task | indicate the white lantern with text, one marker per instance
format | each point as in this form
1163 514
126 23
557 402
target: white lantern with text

# [HOW TO COMPLETE THIS TASK]
Look for the word "white" in the listing above and state how many lines have it; give the number and nothing else.

# [REPLY TO THE EXERCISE]
2